## Record extracts
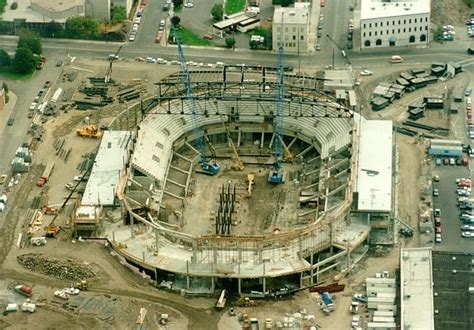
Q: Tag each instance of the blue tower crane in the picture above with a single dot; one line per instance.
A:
(276, 175)
(209, 168)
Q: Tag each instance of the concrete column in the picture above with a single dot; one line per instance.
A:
(194, 252)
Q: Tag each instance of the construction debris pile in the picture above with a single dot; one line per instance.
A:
(62, 269)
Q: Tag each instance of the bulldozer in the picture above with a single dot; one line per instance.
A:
(89, 131)
(246, 302)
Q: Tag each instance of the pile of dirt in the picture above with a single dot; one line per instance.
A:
(452, 12)
(68, 269)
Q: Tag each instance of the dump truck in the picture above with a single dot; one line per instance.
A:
(89, 131)
(24, 290)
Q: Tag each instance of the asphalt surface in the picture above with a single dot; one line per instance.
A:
(11, 137)
(452, 240)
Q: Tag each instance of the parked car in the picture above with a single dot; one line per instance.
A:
(366, 73)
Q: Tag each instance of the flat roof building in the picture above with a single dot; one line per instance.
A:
(295, 28)
(416, 289)
(388, 23)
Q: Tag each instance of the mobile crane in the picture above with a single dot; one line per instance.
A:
(277, 176)
(207, 167)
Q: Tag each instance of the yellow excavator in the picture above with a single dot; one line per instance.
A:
(251, 182)
(89, 131)
(238, 165)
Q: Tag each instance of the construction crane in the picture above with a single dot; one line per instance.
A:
(209, 168)
(112, 58)
(238, 164)
(276, 175)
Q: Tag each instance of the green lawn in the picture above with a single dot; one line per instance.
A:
(17, 76)
(189, 38)
(234, 6)
(3, 3)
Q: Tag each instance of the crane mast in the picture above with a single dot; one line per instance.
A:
(276, 175)
(210, 168)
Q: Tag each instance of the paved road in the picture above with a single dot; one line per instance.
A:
(451, 225)
(11, 137)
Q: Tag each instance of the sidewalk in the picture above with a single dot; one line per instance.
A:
(8, 108)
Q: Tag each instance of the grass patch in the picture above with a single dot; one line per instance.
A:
(3, 3)
(234, 6)
(17, 76)
(189, 38)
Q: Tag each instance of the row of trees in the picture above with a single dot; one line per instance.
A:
(26, 55)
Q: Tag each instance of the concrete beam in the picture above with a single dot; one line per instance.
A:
(176, 183)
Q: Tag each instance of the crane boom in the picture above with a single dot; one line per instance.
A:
(207, 167)
(276, 176)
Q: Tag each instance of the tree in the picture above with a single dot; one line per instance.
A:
(230, 42)
(5, 60)
(175, 20)
(24, 60)
(30, 40)
(283, 3)
(177, 4)
(119, 14)
(217, 12)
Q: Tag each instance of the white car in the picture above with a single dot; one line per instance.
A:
(467, 227)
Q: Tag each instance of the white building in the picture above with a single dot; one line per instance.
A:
(295, 28)
(388, 23)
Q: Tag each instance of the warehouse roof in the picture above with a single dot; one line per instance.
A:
(416, 289)
(373, 9)
(112, 156)
(374, 172)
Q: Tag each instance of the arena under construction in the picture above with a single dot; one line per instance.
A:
(197, 231)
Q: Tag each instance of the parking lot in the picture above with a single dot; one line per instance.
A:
(452, 240)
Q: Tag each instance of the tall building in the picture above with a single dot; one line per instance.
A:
(295, 28)
(391, 23)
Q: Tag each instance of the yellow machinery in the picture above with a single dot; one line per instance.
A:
(89, 131)
(238, 165)
(251, 182)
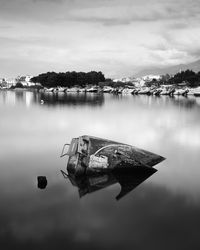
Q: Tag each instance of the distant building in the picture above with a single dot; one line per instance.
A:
(151, 77)
(25, 80)
(10, 82)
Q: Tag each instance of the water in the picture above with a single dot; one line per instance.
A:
(161, 213)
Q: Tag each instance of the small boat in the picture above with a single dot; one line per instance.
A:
(167, 91)
(144, 91)
(48, 89)
(74, 90)
(89, 154)
(59, 89)
(92, 89)
(127, 91)
(107, 89)
(180, 91)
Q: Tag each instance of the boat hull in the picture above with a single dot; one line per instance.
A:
(90, 155)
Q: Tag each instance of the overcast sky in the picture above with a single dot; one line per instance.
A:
(117, 37)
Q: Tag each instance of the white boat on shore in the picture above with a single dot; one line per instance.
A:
(74, 90)
(92, 89)
(180, 91)
(144, 91)
(59, 89)
(48, 89)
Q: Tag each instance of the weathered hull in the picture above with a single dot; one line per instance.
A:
(89, 155)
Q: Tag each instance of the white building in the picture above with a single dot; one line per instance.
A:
(25, 80)
(151, 77)
(11, 82)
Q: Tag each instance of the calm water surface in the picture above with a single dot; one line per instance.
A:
(161, 213)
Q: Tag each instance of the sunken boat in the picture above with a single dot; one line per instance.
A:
(90, 155)
(95, 163)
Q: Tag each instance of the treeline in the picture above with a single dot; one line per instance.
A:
(191, 78)
(69, 79)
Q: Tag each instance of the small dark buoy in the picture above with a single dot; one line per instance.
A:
(42, 182)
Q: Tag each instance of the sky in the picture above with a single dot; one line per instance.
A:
(117, 37)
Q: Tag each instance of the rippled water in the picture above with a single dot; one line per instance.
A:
(161, 213)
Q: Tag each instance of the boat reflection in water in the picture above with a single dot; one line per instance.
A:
(95, 163)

## Assignment
Each line of the entries where the string "surface" occurs should be shown.

## Response to this exercise
Q: Tag each instance of the asphalt surface in the picture above with a single dot; one line per instance.
Q: Tag each instance of the calm water surface in the picture above with a single dot; one line per instance.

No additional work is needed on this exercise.